DIRECTIONS:
Resize the material below by reproducing it line for line with its wording unchanged, but multiply every bounding-box coordinate by 0.4 and round each to the nearest whole number, with halves rounded up. Omit the pictures from your output.

════════

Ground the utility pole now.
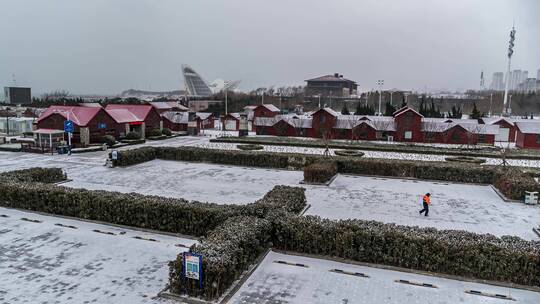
[503,26,516,116]
[488,93,493,117]
[377,79,384,116]
[225,86,229,115]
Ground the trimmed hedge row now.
[304,161,337,184]
[0,168,66,184]
[0,182,238,236]
[0,168,306,236]
[210,137,540,160]
[169,217,272,299]
[114,147,540,199]
[271,214,540,286]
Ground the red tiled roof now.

════════

EXERCISE ANSWER:
Ground the utility pole now.
[201,10,206,46]
[195,37,197,47]
[151,32,154,46]
[90,34,92,46]
Ground the trimmed hedge row now.
[122,64,135,74]
[0,67,26,74]
[0,73,95,94]
[0,67,122,94]
[84,55,216,64]
[68,87,109,120]
[46,59,216,80]
[108,86,216,114]
Ground the red tiled roof now.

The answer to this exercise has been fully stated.